-- start Source passage --

Actually, it turned out, there was. Somebody
remembered the incident a few years earlier at American’s old headquarters in New York, when Bob Crandall had pulled the Venetian blinds down on his
head while staring angrily at TWA headquarters across the street. Crandall had ordered his aides to design a series of instructions that would enable American to blow every TWA flight out of Sabre instantly. Although the instructions were never used, they remained on the shelf.

With the clouds billowing and the lightning still striking, the program was quickly modified; TWA’s designator codes were replaced with Braniff’s. And with a few keystrokes every trace of Braniff Airways evaporated from the computer reservation mainframes of American Airlines.

CHAPTER 7

WORKINGMAN’S BLUES

I
t is the curse of the airline chieftains: though fleets and schedules respond readily to the manipulations of management, airline finances do not.

To a degree unusual in business, the costs of running an airline are outside management’s control. Fuel, for instance, accounts for roughly 20 percent of the cost of doing business—sometimes much more, depending upon the machinations occurring in the Middle East and the state of balance in the delicate global petroleum markets. Landing fees and airport rentals are another huge and mostly nonnegotiable expense. The cost of borrowing money, set principally by the Federal Reserve Board, is still another significant item, controllable only to the degree that management resists buying the newest and hottest airplanes. In the history of commercial aviation, only Southwest Airlines and one or two others have ever displayed such self-control.

Travel agency commissions became another huge item of expense. For years they had been fixed at 5 percent of the ticket price, but in the deregulation era, with the airlines courting the affections of travel agents both to steal and to protect market share, commissions were spiraling higher, eventually to reach 10 percent, with agents writing an ever larger proportion of the airlines’ tickets.

That left only one big-ticket item under management’s control, and at most airlines it was the biggest of all: labor represented as much as 40 percent of the expense in running an airline.

-- end Source passage --

[The tasks]
A - Using the airline passage, decide whether each statement agrees with it: (i) Fuel makes up about 20 percent of the cost of doing business. (ii) Crandall's instructions for removing TWA flights from Sabre were put to use against TWA. (iii) For years, travel agency commissions were fixed at 10 percent of the ticket price. For each, answer yes or no and quote the words of the passage that settle it.
B - Name every airline mentioned in the airline passage.
C - Retype the airline passage from "Travel agency commissions" to "running an airline.".

-- start Supplied entries --

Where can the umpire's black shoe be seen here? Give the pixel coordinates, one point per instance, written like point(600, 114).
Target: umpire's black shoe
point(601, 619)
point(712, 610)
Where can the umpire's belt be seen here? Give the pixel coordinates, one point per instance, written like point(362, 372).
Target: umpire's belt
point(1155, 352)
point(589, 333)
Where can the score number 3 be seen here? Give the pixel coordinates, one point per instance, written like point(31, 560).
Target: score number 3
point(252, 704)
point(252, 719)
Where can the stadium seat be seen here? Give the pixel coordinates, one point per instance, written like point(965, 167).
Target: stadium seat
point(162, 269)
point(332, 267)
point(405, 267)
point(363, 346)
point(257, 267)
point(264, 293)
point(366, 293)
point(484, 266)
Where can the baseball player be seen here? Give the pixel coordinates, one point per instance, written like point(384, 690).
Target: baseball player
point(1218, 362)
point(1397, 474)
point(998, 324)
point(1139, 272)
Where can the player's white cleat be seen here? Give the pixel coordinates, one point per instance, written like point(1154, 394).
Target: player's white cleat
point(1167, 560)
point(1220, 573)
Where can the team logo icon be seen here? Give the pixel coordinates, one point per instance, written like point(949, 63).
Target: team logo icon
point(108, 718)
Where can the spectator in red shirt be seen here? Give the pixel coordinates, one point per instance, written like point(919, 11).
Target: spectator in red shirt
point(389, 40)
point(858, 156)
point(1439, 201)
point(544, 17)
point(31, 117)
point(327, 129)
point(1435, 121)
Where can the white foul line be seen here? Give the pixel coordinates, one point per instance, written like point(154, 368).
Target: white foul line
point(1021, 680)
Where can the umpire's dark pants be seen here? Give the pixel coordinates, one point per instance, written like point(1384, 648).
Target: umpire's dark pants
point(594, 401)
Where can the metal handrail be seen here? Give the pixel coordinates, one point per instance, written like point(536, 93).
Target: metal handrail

-- end Supplied entries --

[Answers in order]
A -
(i) Yes: "Fuel, for instance, accounts for roughly 20 percent of the cost of doing business"
(ii) No: "Although the instructions were never used, they remained on the shelf."
(iii) No: "For years they had been fixed at 5 percent of the ticket price"

B -
American Airlines
TWA
Braniff Airways
Southwest Airlines

C -
Travel agency commissions became another huge item of expense. For years they had been fixed at 5 percent of the ticket price, but in the deregulation era, with the airlines courting the affections of travel agents both to steal and to protect market share, commissions were spiraling higher, eventually to reach 10 percent, with agents writing an ever larger proportion of the airlines’ tickets.

That left only one big-ticket item under management’s control, and at most airlines it was the biggest of all: labor represented as much as 40 percent of the expense in running an airline.